### ABOUT THIS TASK:
Your output must hold every entry exactly as written and none of the pictures.

### DATA FOR THE TASK:
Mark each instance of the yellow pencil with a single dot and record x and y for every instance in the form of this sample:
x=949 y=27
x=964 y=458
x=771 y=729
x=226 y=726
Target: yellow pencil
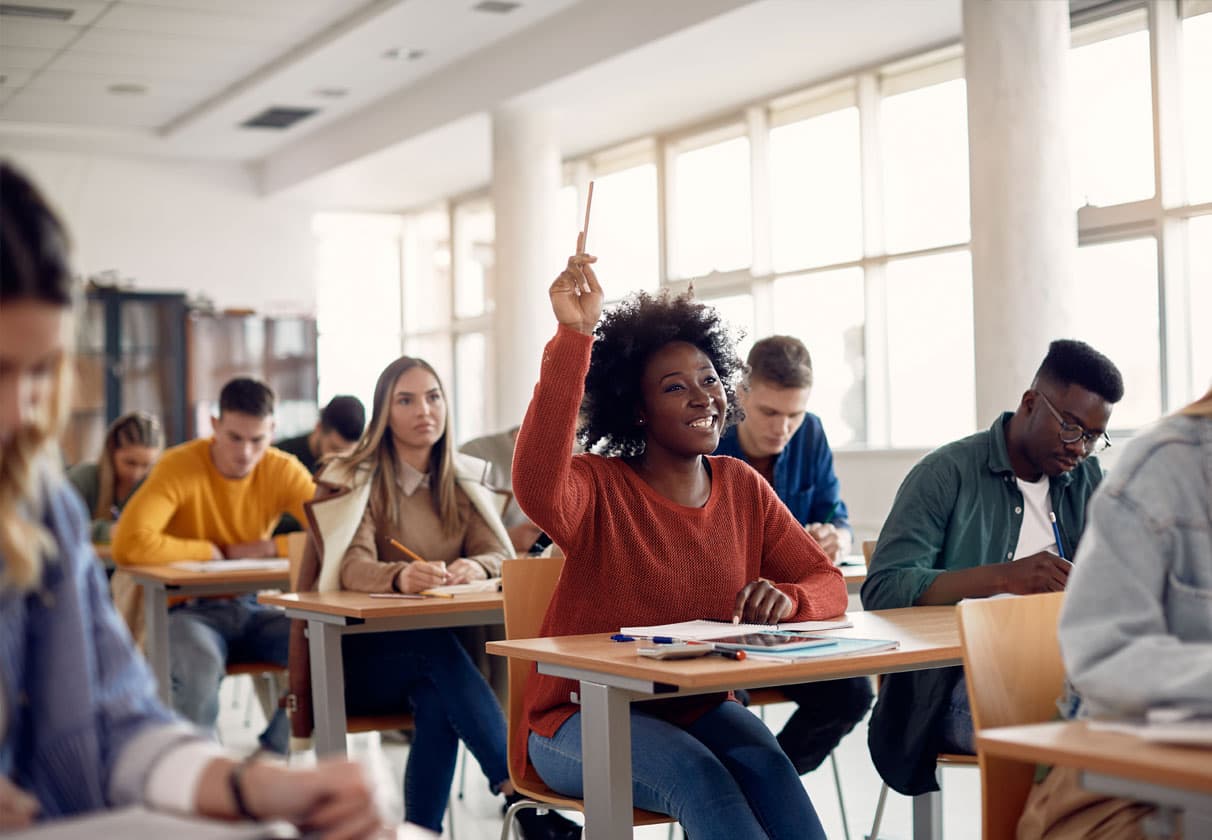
x=407 y=550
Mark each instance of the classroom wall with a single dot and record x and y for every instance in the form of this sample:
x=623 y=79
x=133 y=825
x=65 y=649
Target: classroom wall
x=172 y=226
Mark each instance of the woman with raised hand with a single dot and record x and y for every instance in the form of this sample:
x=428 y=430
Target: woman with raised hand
x=402 y=513
x=655 y=530
x=80 y=725
x=132 y=444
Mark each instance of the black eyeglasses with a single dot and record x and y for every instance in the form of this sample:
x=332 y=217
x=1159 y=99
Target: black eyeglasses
x=1070 y=433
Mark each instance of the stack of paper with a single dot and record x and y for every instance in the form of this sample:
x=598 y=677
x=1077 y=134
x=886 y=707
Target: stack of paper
x=703 y=629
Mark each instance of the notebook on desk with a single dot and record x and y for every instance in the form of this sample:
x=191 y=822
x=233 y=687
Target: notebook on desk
x=259 y=564
x=707 y=629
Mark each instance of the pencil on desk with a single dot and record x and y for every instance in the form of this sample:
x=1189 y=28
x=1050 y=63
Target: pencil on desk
x=407 y=550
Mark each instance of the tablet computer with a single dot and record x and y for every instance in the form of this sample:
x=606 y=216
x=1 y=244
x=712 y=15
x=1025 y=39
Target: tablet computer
x=770 y=641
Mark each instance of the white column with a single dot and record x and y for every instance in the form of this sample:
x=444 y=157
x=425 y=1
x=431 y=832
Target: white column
x=525 y=195
x=1023 y=226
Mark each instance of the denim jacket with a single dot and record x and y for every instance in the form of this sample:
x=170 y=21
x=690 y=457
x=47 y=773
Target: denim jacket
x=84 y=724
x=1136 y=628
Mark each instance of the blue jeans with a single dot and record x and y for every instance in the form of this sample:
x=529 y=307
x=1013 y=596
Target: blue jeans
x=722 y=777
x=204 y=635
x=450 y=698
x=958 y=735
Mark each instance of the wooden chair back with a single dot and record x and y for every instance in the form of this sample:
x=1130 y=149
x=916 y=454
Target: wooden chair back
x=527 y=584
x=1015 y=675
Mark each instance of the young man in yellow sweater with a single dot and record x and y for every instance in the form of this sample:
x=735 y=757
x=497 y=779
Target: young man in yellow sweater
x=211 y=500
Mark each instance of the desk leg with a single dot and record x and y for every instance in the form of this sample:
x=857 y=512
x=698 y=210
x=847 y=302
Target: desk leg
x=327 y=687
x=927 y=816
x=155 y=626
x=606 y=761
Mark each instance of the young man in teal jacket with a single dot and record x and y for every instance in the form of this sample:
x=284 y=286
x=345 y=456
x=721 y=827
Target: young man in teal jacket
x=975 y=519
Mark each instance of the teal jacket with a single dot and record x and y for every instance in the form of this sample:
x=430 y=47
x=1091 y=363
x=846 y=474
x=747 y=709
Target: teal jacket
x=958 y=508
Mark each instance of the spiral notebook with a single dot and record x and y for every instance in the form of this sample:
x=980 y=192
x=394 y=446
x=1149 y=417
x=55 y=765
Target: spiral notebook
x=705 y=629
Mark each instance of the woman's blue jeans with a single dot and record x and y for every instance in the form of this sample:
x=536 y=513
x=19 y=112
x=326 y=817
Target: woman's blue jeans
x=450 y=700
x=722 y=777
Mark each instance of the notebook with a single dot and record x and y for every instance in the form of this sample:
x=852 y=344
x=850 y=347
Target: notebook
x=707 y=629
x=261 y=564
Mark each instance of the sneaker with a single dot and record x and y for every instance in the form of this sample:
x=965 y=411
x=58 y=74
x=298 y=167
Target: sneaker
x=549 y=826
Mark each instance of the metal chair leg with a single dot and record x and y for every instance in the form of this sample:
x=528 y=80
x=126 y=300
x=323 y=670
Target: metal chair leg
x=841 y=800
x=879 y=812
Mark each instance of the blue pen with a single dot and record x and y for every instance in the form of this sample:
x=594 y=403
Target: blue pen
x=1056 y=532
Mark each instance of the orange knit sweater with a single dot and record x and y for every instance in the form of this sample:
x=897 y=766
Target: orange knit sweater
x=633 y=555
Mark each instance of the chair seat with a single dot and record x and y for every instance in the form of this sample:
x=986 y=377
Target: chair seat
x=532 y=787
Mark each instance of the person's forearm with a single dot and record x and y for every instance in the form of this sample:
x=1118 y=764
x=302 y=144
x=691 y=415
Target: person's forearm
x=953 y=587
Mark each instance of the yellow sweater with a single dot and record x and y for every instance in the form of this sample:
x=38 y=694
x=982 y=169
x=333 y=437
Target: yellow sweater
x=184 y=506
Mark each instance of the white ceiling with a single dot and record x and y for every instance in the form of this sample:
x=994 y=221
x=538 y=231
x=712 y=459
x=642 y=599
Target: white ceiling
x=409 y=131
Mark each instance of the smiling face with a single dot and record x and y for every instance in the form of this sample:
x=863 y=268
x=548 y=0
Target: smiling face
x=418 y=413
x=772 y=416
x=684 y=403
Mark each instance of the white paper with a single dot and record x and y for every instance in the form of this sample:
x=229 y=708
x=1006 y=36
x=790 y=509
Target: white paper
x=259 y=564
x=709 y=629
x=491 y=584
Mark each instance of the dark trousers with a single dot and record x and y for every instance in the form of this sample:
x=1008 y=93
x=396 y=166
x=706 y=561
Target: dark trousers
x=828 y=710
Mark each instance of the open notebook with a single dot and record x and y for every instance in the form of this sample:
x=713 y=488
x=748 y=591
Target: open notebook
x=262 y=564
x=704 y=629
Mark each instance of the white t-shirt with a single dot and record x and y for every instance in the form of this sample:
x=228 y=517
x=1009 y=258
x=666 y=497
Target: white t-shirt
x=1036 y=532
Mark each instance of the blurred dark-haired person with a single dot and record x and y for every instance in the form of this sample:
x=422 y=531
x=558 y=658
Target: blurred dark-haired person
x=336 y=432
x=217 y=498
x=81 y=729
x=787 y=444
x=132 y=444
x=998 y=512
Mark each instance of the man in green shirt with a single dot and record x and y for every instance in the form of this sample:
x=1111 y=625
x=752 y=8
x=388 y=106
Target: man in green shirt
x=975 y=518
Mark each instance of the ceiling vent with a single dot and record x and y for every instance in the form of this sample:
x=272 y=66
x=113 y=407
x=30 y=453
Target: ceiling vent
x=278 y=118
x=495 y=6
x=39 y=12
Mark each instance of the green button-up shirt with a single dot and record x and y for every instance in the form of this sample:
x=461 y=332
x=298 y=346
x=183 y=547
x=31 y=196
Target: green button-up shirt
x=960 y=507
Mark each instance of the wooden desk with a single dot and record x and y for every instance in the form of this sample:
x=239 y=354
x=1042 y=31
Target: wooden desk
x=612 y=676
x=331 y=616
x=164 y=582
x=1114 y=764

### WRITTEN ANSWER:
Mark each instance of the yellow pencil with a single dot and record x and y for every instance in the form of this sample:
x=949 y=27
x=964 y=458
x=771 y=729
x=226 y=726
Target: yellow pencil
x=407 y=550
Mark each instance of the classroom wall with a single dot and record x and y for every instance in the form of this sample:
x=623 y=79
x=133 y=825
x=65 y=649
Target: classroom wall
x=172 y=226
Mark each instance of the woman with raised hand with a single dot and record x and y for every instance in the form of this sample:
x=428 y=430
Target: woman with raised hand
x=402 y=513
x=655 y=530
x=80 y=725
x=132 y=444
Mark each instance of the black eyeglasses with a single dot and record x and y for every instance in the form of this sample:
x=332 y=217
x=1159 y=99
Target: black eyeglasses
x=1070 y=433
Mark each instance of the stack of paper with a single dot and record x and y for every instance in the form of this sample:
x=598 y=677
x=1077 y=134
x=886 y=707
Target: stack of paper
x=703 y=629
Mark each instance of the notebook on desk with a single dot and record x and y for every instance in the form of this sample:
x=191 y=822
x=233 y=687
Target: notebook on desk
x=259 y=564
x=707 y=629
Mark each instance of the pencil on desk with a single dot and record x and y for every instance in the form of this sample:
x=1189 y=28
x=1050 y=63
Target: pencil on desk
x=407 y=550
Mark each instance of the tablet computer with a single dot and record x and y for every instance in the form of this sample:
x=606 y=216
x=1 y=244
x=712 y=15
x=1025 y=39
Target: tablet computer
x=770 y=641
Mark each instance of the white column with a single dot and record x and y for every instance in the form of this sample:
x=444 y=157
x=425 y=1
x=431 y=832
Target: white column
x=525 y=195
x=1023 y=226
Mark each instance of the denim jacket with a single dot and record x and y for every instance in the form of this sample:
x=170 y=21
x=690 y=457
x=47 y=773
Target: denim jacket
x=84 y=724
x=1136 y=628
Mark each instance of the blue jeans with a single dot and record x and y for every instance in the form of this sample:
x=529 y=307
x=1013 y=596
Target: blue jeans
x=722 y=777
x=204 y=635
x=450 y=698
x=958 y=735
Mark each instance of the wooden chair back with a single dot and record x and y for every instance in the form of this sample:
x=1130 y=149
x=916 y=454
Target: wooden chair back
x=527 y=584
x=1015 y=675
Mark each instance of the young man in yellow sweater with a single dot and record x and y for every instance in the form of this sample:
x=735 y=757
x=497 y=779
Target: young man in yellow sweater
x=211 y=500
Mark each instance of the desk leg with a single dot and record x and y for every instance in the form of this sample:
x=857 y=512
x=698 y=210
x=847 y=302
Target: desk leg
x=327 y=687
x=927 y=816
x=155 y=626
x=606 y=761
Mark each instance of the young man in teal jacket with a single dot and record x and y for every instance in the form of this sample:
x=284 y=286
x=345 y=456
x=721 y=827
Target: young man in teal jacket
x=975 y=519
Mark each instance of the teal jacket with a single dot and record x and y for every instance in the form of this sample:
x=430 y=47
x=1091 y=363
x=846 y=474
x=747 y=709
Target: teal jacket
x=958 y=508
Mark each instance of the spiral notebook with a single dot and record x and y for every instance in the form of this sample:
x=980 y=192
x=394 y=446
x=1149 y=417
x=55 y=765
Target: spiral notebook
x=705 y=629
Mark each instance of the woman's blue jeans with a single dot and record x and y for every instance in the form of this sample:
x=536 y=513
x=19 y=112
x=326 y=817
Target: woman's blue jeans
x=450 y=700
x=722 y=777
Mark each instance of the notebook with a single dot and record x and y for every instance in the form of this sample:
x=852 y=344
x=850 y=347
Target: notebook
x=707 y=629
x=261 y=564
Mark each instance of the sneaker with a single dot and record x and y for every instance in the form of this sample:
x=965 y=411
x=58 y=74
x=298 y=167
Target: sneaker
x=549 y=826
Mark each instance of the metal chair leg with a single dot and record x and y for every instance in the form of this sample:
x=528 y=80
x=126 y=300
x=323 y=670
Target: metal chair leg
x=841 y=800
x=879 y=812
Mark each instance of the blue pen with a single dot and record x and y for every instance in the form of this sample:
x=594 y=403
Target: blue pen
x=1056 y=532
Mark each instance of the orange knit sweater with a single dot and record x and y for every instance in the form of this sample:
x=897 y=766
Target: orange knit sweater
x=633 y=555
Mark each instance of the chair seat with a single dot and record x and y for every instance in the form of this sample:
x=986 y=377
Target: chair seat
x=532 y=787
Mark each instance of the person's forearm with a single dot and record x and y for every instance in the form of this sample:
x=1118 y=764
x=302 y=144
x=691 y=415
Target: person's forearm
x=953 y=587
Mark each instance of the yellow sweater with a single dot and record x and y for every instance in the form of this sample:
x=38 y=694
x=982 y=169
x=333 y=437
Target: yellow sweater
x=184 y=506
Mark each instance of the white ceiling with a single dot and record x and y for every instance in the form of this sample:
x=994 y=221
x=538 y=231
x=712 y=459
x=642 y=599
Target: white ceiling
x=409 y=131
Mark each instance of the smiling face with a single dot and record x and y for every instance in the form of this sample:
x=863 y=268
x=548 y=0
Target: smiling face
x=418 y=413
x=772 y=416
x=684 y=403
Mark each instance of the white paper with a single dot and record x and y for every instance in the form of this sample:
x=229 y=708
x=1006 y=36
x=790 y=509
Target: white paper
x=259 y=564
x=709 y=629
x=491 y=584
Mark each instance of the dark trousers with a single dot and record x and y for every instance in the form of this sample:
x=1008 y=93
x=396 y=166
x=706 y=561
Target: dark trousers
x=828 y=710
Mark each instance of the open notebook with a single dot and record x and y for every instance in the form of this sample:
x=713 y=488
x=748 y=591
Target: open notebook
x=262 y=564
x=704 y=629
Mark each instance of the white t-shirt with a single dot and record x and y for every instance in the form of this sample:
x=228 y=517
x=1009 y=258
x=666 y=497
Target: white t-shirt
x=1036 y=532
Mark each instance of the blurred dark-haired person with a single dot and record x and y for every instance in the form of this sample:
x=422 y=531
x=558 y=658
Target: blurred dark-haired person
x=336 y=432
x=217 y=498
x=81 y=729
x=787 y=444
x=132 y=444
x=998 y=512
Mark each instance of the man in green shirt with a single dot and record x and y for every instance in the form of this sample:
x=1111 y=625
x=752 y=8
x=388 y=106
Target: man in green shirt
x=975 y=518
Mark each instance of the ceiling vent with a single dot and record x and y for every instance in the form of this sample:
x=272 y=66
x=113 y=407
x=30 y=453
Target: ceiling vent
x=278 y=118
x=495 y=6
x=39 y=12
Mark each instance of the green button-up shirt with a single dot and record x and y for every instance in the form of this sample:
x=461 y=332
x=298 y=346
x=183 y=547
x=31 y=196
Target: green button-up shirt
x=960 y=507
Mark each instance of the wooden desk with a single dot and record x and y for every instance in the form of this sample:
x=239 y=354
x=1042 y=31
Target: wooden desk
x=612 y=676
x=331 y=616
x=164 y=582
x=1114 y=764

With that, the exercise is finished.